=== Selected text ===
══════════════════════════════

Posted on from Abelard

Managing change is reported to be the biggest Challenge facing the public sector and that the public sector has to overcome issues of poor communications, greater bureaucracy, less control over their teams and lack of clarity in their roles which then affects wellbeing of staff and employee performance. So how can HR play its part in shaping the landscape of public sector organisations and manage change effectively? Sue Wardle advises.

Lack of communication

With the current focus on public spending cuts, inevitably attention will turn to job cuts, and getting more out of existing resources. The public sector has a reputation for not focusing on cost efficiency and lacks experience on how to manage it well.

As a consultant, I work with clients from across the public and private sectors undergoing periods of fundamental changes to their organisations. The key to managing any change programme successfully is communication, and yet this is the one area that is never done well enough, in either the private or public sector.

Differences between public and private sector

A recent article in the Financial Times ( quoted a figure of £18bn spent every year on ‘back office’ services – a key target for public sector cuts. The article goes on to say that £4bn of savings per year could be found – but this will not be easy or quick.
The public sector exists to provide services required by members of society. Cost management is important but has not been influenced by shareholders or competitors, so often the disciplines associated with the need to make a profit – including cost efficiency – are not as strong in the public sector.

══════════════════════════════

=== Job 1 ===
From the article on managing change in the public sector, list the issues the public sector is said to have to overcome.

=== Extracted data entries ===
══════════════════════════════

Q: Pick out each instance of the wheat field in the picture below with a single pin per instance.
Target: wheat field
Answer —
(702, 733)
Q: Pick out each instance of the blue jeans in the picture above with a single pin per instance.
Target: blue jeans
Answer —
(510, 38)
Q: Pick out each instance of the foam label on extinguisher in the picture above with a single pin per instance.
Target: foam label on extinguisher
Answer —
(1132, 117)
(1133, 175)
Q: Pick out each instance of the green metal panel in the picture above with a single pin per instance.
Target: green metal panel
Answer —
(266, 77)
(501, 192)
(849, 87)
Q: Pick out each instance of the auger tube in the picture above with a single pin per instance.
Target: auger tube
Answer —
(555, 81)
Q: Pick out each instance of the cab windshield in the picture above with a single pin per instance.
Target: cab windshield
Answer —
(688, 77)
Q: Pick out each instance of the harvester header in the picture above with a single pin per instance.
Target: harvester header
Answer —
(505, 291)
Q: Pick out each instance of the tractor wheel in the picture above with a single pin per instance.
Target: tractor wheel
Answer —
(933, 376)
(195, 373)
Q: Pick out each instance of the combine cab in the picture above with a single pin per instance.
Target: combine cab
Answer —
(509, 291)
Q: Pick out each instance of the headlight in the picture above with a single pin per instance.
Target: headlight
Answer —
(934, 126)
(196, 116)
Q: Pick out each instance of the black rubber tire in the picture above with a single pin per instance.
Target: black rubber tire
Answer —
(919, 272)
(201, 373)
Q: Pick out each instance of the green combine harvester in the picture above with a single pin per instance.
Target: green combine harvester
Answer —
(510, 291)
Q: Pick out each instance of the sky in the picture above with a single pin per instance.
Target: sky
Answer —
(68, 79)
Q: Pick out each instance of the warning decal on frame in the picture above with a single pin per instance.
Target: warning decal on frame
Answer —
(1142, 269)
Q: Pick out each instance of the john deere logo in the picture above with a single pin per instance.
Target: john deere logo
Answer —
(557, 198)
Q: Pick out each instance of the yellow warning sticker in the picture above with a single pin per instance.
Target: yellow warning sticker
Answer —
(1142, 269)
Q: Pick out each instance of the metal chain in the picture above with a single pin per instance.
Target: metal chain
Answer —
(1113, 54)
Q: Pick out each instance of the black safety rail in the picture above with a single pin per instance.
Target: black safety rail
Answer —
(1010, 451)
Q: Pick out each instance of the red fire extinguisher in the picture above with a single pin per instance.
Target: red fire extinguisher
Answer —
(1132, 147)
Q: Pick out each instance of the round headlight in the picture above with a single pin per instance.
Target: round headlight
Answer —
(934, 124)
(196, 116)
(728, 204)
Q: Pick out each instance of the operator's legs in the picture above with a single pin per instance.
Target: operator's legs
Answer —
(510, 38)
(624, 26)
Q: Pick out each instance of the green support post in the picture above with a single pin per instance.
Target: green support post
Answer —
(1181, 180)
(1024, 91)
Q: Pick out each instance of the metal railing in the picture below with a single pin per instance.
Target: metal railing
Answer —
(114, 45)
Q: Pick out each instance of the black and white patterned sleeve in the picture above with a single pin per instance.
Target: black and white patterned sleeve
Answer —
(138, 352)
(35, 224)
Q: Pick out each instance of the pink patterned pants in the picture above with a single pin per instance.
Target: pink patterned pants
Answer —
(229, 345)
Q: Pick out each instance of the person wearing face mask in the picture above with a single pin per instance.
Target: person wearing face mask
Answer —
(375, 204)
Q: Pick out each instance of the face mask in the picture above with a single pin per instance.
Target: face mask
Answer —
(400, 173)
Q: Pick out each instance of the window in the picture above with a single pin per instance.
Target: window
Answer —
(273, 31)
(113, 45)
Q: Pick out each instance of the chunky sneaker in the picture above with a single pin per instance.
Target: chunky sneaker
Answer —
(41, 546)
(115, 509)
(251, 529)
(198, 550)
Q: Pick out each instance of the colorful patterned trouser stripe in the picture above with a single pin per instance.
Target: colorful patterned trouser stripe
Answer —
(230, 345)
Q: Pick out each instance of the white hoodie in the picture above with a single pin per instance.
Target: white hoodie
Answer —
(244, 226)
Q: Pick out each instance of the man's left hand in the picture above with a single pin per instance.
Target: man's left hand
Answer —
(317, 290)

══════════════════════════════

=== Job 2 ===
Report each line of the listing that contains the string "hoodie".

=== Correct result 1 ===
- poor communications
- greater bureaucracy
- less control over their teams
- lack of clarity in their roles

=== Correct result 2 ===
Q: Pick out each instance of the white hoodie in the picture above with a single pin per instance.
Target: white hoodie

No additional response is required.